TASK ITEM
Please reproduce, exactly and with nothing added, the line containing "of the fire" and every line after it to the end of the records.

╭─ DATA FOR REVIEW

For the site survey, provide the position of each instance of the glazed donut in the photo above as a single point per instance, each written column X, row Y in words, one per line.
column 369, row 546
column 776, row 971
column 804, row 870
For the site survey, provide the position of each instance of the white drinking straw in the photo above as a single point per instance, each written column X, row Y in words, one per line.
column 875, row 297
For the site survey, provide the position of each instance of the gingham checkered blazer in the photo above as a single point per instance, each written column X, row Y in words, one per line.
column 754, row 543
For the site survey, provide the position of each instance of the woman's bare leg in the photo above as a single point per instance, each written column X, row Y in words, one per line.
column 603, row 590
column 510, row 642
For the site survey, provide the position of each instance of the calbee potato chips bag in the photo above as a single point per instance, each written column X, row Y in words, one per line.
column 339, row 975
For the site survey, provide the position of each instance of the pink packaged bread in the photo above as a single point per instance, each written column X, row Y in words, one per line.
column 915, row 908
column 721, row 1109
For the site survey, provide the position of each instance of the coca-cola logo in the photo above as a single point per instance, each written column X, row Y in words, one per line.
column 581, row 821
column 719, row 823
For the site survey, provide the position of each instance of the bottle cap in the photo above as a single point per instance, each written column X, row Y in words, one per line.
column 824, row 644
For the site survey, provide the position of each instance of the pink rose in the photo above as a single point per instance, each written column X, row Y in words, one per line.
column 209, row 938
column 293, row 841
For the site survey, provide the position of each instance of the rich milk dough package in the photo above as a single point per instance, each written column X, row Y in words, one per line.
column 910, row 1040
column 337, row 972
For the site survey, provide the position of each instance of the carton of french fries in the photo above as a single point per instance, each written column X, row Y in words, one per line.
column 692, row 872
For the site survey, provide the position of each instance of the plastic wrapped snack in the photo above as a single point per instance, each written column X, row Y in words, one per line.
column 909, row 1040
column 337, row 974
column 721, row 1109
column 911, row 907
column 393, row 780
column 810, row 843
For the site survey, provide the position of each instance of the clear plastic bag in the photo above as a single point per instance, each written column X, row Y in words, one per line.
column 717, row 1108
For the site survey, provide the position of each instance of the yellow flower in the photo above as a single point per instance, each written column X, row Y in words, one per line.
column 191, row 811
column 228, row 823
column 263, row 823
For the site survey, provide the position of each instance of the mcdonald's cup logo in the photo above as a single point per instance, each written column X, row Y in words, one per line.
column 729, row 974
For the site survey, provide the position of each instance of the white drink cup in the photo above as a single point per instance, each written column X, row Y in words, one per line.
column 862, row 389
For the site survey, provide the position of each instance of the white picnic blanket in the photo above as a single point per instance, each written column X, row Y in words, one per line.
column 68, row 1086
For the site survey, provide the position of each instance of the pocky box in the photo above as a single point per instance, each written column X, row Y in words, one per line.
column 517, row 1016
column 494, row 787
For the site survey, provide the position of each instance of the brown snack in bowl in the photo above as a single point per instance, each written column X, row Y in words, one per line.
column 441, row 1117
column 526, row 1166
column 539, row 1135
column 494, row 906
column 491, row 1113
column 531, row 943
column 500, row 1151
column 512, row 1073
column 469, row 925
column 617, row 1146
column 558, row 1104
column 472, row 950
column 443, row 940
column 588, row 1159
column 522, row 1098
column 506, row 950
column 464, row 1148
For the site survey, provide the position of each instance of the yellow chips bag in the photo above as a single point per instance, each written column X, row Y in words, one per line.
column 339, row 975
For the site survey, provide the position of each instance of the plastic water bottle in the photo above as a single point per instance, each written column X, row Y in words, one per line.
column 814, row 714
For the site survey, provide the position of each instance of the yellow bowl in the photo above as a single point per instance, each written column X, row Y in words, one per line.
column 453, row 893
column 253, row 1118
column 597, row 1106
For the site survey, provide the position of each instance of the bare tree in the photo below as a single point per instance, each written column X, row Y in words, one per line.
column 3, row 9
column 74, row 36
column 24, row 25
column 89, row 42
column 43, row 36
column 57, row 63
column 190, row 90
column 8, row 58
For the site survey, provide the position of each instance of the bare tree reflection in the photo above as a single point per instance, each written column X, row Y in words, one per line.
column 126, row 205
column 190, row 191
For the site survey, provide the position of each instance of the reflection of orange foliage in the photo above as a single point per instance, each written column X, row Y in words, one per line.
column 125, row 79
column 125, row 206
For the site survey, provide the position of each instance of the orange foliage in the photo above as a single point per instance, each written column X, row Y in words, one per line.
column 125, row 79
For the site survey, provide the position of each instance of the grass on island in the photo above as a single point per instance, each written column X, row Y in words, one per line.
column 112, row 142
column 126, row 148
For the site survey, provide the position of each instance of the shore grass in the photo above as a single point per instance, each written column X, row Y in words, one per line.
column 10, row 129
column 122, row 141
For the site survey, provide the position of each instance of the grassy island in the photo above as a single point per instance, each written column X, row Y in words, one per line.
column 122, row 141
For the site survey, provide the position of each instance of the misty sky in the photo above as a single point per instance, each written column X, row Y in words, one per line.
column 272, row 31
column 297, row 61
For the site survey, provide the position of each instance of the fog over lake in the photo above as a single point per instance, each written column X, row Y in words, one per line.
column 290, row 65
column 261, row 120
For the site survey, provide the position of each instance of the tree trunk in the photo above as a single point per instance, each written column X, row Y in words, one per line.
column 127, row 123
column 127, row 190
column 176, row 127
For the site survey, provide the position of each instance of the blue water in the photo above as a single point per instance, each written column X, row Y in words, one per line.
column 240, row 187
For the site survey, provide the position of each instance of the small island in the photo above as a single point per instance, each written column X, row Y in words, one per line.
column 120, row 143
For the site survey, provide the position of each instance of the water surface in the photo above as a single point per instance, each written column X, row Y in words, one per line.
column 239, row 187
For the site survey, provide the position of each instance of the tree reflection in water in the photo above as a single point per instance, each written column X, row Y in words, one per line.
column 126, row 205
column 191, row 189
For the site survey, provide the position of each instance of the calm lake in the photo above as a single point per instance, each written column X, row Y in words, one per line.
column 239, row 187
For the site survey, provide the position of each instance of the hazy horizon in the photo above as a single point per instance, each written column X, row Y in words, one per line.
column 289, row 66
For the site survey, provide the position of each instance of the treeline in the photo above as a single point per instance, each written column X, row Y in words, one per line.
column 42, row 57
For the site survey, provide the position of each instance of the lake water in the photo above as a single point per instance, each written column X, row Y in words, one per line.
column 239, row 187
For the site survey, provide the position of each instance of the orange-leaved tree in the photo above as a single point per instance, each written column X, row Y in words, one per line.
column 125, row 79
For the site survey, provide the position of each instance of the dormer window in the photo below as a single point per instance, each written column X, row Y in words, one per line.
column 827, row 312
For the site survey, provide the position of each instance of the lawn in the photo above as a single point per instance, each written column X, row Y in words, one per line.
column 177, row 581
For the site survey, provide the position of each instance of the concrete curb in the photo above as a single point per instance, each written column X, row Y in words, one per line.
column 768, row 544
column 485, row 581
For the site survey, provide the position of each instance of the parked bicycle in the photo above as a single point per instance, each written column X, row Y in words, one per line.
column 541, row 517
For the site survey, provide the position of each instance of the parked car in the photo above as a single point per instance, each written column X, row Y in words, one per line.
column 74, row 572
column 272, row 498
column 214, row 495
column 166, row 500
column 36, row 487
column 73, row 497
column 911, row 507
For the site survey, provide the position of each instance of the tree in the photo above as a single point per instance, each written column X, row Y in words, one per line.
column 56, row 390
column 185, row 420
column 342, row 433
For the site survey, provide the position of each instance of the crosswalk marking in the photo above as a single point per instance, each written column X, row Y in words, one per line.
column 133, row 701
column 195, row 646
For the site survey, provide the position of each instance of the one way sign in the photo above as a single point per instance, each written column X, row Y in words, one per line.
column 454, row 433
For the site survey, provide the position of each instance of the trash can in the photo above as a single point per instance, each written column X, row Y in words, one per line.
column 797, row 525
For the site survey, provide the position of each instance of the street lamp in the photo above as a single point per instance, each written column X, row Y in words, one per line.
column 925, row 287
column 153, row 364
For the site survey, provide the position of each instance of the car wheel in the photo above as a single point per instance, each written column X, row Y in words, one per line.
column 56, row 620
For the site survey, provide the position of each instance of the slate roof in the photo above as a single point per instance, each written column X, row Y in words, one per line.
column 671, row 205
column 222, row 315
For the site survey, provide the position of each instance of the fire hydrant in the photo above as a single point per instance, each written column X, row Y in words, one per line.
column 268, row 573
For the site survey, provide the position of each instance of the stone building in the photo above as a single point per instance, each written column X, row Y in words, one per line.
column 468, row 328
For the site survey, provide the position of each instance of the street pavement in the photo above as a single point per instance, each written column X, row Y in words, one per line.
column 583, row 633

╰─

RESULT
For the site survey, provide the position of each instance of the fire hydrant in the photo above as a single point per instance, each written column X, row Y in words, one per line.
column 268, row 573
For the site survey, provide the position of each instance of the stone building in the photo above as a single point per instance, each written column X, row Y in words, one per line.
column 468, row 328
For the site survey, provide the position of each instance of the street pavement in the photo above as a single point per instance, each written column X, row Y in words, one per line.
column 583, row 633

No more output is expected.